### [Written request]
Reproduce all of the records below, swapping "sample answer" for "worked example" wherever it occurs and leaving every other character as it is.

_ _ _ _

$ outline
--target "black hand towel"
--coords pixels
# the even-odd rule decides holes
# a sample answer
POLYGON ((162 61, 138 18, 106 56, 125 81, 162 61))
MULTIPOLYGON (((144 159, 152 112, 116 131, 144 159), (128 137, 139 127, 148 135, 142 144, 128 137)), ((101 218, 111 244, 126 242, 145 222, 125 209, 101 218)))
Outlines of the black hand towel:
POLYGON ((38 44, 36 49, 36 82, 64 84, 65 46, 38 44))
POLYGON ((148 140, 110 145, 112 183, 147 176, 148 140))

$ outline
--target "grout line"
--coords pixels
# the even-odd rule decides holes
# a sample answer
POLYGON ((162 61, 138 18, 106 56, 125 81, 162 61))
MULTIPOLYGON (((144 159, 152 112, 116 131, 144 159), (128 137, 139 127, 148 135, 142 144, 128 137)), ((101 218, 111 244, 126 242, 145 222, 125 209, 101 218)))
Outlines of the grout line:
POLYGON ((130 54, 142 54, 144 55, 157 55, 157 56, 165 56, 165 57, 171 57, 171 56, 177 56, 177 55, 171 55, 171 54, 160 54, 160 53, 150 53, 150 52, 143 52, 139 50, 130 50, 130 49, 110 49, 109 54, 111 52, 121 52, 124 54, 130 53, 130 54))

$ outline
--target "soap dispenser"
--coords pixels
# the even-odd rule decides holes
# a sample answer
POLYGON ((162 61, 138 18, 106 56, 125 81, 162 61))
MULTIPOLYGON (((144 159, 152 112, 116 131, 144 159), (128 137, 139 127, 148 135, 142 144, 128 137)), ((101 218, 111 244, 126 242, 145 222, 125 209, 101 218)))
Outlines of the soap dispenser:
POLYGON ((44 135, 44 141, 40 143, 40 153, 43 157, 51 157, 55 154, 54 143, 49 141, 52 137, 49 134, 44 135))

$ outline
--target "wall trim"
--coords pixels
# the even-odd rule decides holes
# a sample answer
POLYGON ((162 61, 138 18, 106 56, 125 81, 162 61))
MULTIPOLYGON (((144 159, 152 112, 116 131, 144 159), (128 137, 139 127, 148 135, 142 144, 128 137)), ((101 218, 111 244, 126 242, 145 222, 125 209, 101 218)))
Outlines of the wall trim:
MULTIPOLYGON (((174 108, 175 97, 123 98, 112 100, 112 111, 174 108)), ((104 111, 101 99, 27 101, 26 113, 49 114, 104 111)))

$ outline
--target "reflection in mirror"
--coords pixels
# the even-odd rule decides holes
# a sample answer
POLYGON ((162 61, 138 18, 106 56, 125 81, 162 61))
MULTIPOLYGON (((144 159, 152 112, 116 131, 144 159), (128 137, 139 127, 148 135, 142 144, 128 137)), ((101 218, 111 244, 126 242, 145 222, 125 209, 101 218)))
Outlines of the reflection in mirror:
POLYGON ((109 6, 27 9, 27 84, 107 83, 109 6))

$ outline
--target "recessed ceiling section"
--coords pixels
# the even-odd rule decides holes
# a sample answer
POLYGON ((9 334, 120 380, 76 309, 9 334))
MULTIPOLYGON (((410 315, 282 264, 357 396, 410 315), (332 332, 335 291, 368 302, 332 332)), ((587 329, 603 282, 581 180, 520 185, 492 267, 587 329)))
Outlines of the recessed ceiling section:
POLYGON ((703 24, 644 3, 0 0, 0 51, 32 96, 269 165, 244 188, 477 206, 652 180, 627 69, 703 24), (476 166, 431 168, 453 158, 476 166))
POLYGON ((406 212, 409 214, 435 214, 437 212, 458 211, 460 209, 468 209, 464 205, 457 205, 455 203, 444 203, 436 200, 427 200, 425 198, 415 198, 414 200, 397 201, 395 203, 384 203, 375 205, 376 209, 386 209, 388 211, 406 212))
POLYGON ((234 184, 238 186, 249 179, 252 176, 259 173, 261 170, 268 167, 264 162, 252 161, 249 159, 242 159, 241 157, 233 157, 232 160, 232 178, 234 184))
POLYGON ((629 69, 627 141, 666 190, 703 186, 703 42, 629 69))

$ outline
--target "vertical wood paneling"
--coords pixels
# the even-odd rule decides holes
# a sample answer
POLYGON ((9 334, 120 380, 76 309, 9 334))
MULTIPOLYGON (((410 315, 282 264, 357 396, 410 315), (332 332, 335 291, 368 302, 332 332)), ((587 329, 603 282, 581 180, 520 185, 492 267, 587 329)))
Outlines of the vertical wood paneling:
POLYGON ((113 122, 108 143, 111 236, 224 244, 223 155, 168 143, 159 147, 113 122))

_ _ _ _

### [Complete answer]
$ outline
--target "black hand towel"
--coords pixels
# the even-odd rule decides holes
# a worked example
POLYGON ((162 61, 138 18, 106 56, 125 81, 162 61))
MULTIPOLYGON (((144 159, 152 112, 116 131, 144 159), (128 137, 139 127, 148 135, 142 144, 128 137)), ((101 218, 111 244, 126 242, 145 222, 125 209, 101 218)))
Outlines of the black hand towel:
POLYGON ((38 44, 36 49, 36 82, 64 84, 65 46, 38 44))
POLYGON ((148 140, 110 145, 112 183, 147 176, 148 140))

$ outline
--target "grout line"
--coords pixels
# the even-odd rule decides holes
# a worked example
POLYGON ((162 61, 138 18, 106 56, 125 81, 162 61))
MULTIPOLYGON (((144 159, 152 112, 116 131, 144 159), (128 137, 139 127, 148 135, 142 144, 128 137)), ((101 218, 111 244, 126 242, 145 222, 125 209, 101 218)))
Outlines of the grout line:
POLYGON ((130 54, 142 54, 144 55, 157 55, 157 56, 165 56, 165 57, 171 57, 171 56, 177 56, 177 55, 171 55, 171 54, 160 54, 160 53, 150 53, 150 52, 143 52, 139 50, 130 50, 130 49, 110 49, 109 54, 111 52, 121 52, 124 54, 130 53, 130 54))

$ outline
--target "soap dispenser"
--coords pixels
# the even-odd rule decides holes
# a worked example
POLYGON ((162 61, 138 18, 106 56, 125 81, 162 61))
MULTIPOLYGON (((144 159, 152 112, 116 131, 144 159), (128 137, 139 127, 148 135, 142 144, 128 137)), ((101 218, 111 244, 126 242, 145 222, 125 209, 101 218)))
Outlines of the soap dispenser:
POLYGON ((44 135, 44 141, 40 143, 40 153, 43 157, 51 157, 55 154, 54 143, 49 141, 52 137, 49 134, 44 135))

$ outline
--target "wall trim"
--coords pixels
# the even-odd rule decides holes
# a worked example
POLYGON ((162 61, 138 18, 106 56, 125 81, 162 61))
MULTIPOLYGON (((144 159, 152 112, 116 131, 144 159), (128 137, 139 127, 148 135, 142 144, 128 137)), ((101 218, 111 244, 126 242, 145 222, 125 209, 101 218)))
Outlines of the wall trim:
MULTIPOLYGON (((174 108, 175 97, 123 98, 112 100, 112 111, 174 108)), ((104 111, 101 99, 27 101, 26 113, 49 114, 104 111)))

$ outline
--target "reflection in mirror"
--coords pixels
# the even-odd rule decides holes
# a worked example
POLYGON ((162 61, 138 18, 106 56, 125 81, 162 61))
MULTIPOLYGON (((144 159, 152 112, 116 131, 144 159), (128 137, 139 127, 148 135, 142 144, 128 137)), ((101 218, 111 244, 126 242, 145 222, 125 209, 101 218)))
Outlines of the reflection in mirror:
POLYGON ((109 6, 27 9, 27 84, 107 83, 109 6))

$ outline
--target "recessed ceiling section"
--coords pixels
# the even-odd rule decides holes
# a worked example
POLYGON ((9 334, 120 380, 76 309, 9 334))
MULTIPOLYGON (((410 315, 282 264, 357 396, 410 315), (332 332, 335 291, 368 302, 332 332)), ((587 329, 603 282, 581 180, 520 185, 492 267, 587 329)))
Outlines of the recessed ceiling section:
POLYGON ((703 24, 644 3, 0 0, 0 51, 32 96, 269 165, 244 188, 477 206, 652 180, 627 69, 703 24), (476 166, 431 168, 453 158, 476 166))
POLYGON ((406 212, 409 214, 435 214, 437 212, 458 211, 460 209, 468 209, 464 205, 457 205, 455 203, 444 203, 436 200, 427 200, 425 198, 415 198, 414 200, 397 201, 395 203, 384 203, 375 205, 376 209, 386 209, 388 211, 406 212))
POLYGON ((234 184, 238 186, 249 179, 252 176, 259 173, 261 170, 268 167, 264 162, 252 161, 249 159, 242 159, 241 157, 233 157, 232 160, 232 178, 234 184))
POLYGON ((629 69, 627 141, 666 190, 703 186, 703 42, 629 69))

$ outline
--target "vertical wood paneling"
--coords pixels
# the even-odd rule decides holes
# a worked example
POLYGON ((9 334, 120 380, 76 309, 9 334))
MULTIPOLYGON (((410 315, 282 264, 357 396, 410 315), (332 332, 335 291, 368 302, 332 332)), ((587 329, 603 282, 581 180, 520 185, 492 267, 587 329)))
Outlines of the vertical wood paneling:
POLYGON ((113 122, 108 143, 111 236, 224 244, 223 155, 168 143, 159 147, 113 122))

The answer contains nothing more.